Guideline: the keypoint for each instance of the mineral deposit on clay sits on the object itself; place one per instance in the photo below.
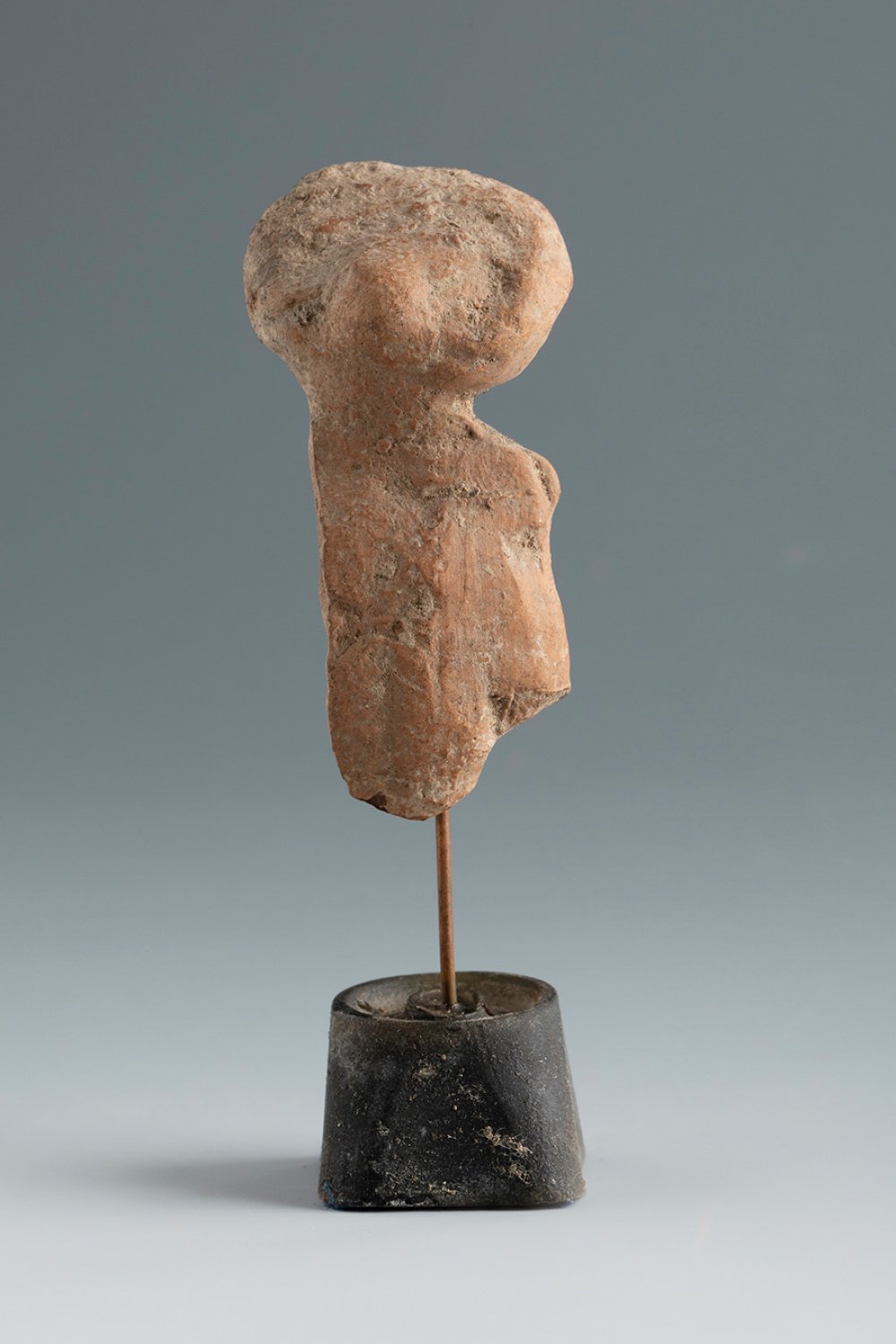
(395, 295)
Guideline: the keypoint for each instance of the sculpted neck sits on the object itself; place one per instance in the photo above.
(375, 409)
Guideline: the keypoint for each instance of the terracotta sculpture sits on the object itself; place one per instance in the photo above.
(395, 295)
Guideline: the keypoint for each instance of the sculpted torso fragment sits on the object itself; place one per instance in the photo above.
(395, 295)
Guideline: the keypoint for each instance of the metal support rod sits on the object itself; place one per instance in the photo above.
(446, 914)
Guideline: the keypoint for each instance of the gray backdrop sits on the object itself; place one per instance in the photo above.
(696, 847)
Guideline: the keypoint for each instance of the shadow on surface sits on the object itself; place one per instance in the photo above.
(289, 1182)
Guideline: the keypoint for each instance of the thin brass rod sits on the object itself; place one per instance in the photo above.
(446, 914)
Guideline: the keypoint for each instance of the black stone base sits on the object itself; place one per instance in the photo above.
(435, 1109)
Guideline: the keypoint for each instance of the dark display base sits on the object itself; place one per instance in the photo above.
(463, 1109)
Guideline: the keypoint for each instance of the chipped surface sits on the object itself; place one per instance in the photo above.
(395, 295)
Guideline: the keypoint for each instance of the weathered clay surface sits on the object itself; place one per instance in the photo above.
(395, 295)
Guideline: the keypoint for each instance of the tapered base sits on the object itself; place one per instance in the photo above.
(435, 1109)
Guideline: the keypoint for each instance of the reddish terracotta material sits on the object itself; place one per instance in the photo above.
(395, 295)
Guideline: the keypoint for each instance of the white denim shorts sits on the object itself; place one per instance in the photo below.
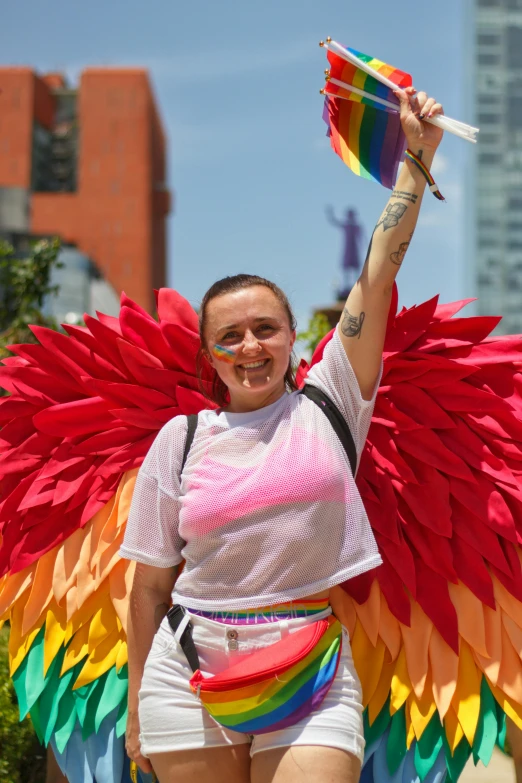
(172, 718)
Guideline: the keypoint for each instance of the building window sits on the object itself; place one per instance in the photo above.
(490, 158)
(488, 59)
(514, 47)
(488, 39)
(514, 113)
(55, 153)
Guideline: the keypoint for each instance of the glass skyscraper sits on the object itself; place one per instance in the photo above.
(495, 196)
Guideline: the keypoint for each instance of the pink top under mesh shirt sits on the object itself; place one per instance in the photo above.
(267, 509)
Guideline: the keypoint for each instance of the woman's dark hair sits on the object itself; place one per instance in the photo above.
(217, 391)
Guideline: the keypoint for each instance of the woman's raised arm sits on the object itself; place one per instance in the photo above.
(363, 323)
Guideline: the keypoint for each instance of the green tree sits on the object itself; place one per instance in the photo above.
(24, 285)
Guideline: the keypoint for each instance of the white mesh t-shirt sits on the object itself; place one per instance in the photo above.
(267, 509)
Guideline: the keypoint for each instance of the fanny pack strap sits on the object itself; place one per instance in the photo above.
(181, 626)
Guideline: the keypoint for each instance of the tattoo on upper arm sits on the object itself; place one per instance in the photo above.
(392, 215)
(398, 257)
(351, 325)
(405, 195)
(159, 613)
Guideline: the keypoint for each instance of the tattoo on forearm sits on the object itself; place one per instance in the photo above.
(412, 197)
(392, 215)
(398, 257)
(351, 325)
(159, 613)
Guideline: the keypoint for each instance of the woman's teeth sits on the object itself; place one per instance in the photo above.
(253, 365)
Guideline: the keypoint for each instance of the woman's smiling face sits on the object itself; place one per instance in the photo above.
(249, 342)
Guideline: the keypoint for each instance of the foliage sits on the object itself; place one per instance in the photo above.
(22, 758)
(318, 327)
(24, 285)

...

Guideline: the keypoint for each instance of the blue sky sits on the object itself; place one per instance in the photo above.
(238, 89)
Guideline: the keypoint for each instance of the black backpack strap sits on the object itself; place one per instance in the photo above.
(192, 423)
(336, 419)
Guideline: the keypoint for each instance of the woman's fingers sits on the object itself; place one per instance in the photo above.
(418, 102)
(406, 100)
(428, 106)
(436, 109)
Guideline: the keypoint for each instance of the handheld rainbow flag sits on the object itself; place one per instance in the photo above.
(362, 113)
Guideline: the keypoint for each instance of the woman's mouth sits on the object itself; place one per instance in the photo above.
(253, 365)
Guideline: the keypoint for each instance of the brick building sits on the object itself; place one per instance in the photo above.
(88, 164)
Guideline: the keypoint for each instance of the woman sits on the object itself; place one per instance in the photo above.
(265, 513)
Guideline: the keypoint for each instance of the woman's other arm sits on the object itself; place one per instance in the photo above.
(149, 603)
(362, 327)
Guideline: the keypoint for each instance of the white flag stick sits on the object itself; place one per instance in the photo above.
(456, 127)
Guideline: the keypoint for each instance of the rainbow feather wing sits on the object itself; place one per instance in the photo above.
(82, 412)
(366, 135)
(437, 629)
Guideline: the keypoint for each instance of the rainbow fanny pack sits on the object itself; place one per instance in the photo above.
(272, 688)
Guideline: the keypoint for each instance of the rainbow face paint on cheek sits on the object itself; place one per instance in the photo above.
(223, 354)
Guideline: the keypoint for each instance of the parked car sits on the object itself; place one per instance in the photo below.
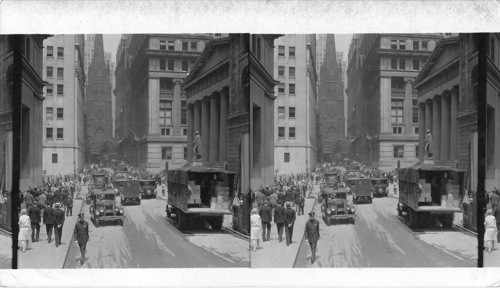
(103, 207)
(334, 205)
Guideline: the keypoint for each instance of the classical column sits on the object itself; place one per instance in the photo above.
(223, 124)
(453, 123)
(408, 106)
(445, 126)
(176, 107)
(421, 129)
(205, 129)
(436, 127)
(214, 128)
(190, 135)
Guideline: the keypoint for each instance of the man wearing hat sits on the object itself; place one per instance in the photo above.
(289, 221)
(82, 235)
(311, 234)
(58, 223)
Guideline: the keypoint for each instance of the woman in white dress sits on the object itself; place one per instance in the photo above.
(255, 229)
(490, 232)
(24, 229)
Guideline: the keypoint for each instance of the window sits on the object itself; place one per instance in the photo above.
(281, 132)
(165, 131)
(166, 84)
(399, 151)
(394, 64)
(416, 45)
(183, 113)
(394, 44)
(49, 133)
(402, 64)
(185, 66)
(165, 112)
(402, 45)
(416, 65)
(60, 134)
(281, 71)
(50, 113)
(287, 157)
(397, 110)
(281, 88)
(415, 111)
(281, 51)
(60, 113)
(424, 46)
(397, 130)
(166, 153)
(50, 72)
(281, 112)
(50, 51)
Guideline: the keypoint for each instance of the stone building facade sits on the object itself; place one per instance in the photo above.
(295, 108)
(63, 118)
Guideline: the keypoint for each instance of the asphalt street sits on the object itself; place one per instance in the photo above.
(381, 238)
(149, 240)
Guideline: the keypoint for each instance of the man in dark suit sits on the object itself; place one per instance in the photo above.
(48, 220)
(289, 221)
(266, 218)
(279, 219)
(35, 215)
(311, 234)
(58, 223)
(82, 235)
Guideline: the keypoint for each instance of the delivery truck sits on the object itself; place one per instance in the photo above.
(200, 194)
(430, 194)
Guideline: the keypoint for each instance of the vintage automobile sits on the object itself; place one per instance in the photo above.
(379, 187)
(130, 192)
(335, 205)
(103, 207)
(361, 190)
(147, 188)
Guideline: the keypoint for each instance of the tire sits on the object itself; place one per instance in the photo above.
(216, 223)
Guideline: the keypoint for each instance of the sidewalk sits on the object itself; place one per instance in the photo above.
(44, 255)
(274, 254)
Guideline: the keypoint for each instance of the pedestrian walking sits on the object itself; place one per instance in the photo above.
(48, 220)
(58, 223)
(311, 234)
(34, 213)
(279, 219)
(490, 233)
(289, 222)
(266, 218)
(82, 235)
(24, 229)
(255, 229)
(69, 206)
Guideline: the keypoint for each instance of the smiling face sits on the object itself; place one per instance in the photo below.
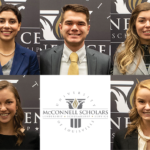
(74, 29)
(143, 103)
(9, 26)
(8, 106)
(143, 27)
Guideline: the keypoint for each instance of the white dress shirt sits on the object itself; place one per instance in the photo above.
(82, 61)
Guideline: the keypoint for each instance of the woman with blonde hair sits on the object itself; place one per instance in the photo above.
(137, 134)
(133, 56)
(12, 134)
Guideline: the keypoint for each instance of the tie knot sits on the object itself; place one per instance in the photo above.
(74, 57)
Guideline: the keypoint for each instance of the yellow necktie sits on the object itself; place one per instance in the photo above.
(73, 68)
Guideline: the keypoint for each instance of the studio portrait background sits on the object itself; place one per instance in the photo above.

## Exercise brief
Quote word for word the lines beginning with the one that contains "Guideline: the keypoint for each instance of the metal" and ending with the one that contains "(289, 1182)", including both of those lines.

## Response to this exercise
Guideline: the keypoint for each instance of the metal support rod sits on the object itself; place one per instance in the photo above.
(446, 914)
Guideline: the keypoint for each instance of the gray backdrop sits on the object itself; place one per instance in the photo above.
(696, 847)
Guideline: the keypoint for each instance of the shadow on surface sits on the object itself; place one per instance in the photo above.
(289, 1182)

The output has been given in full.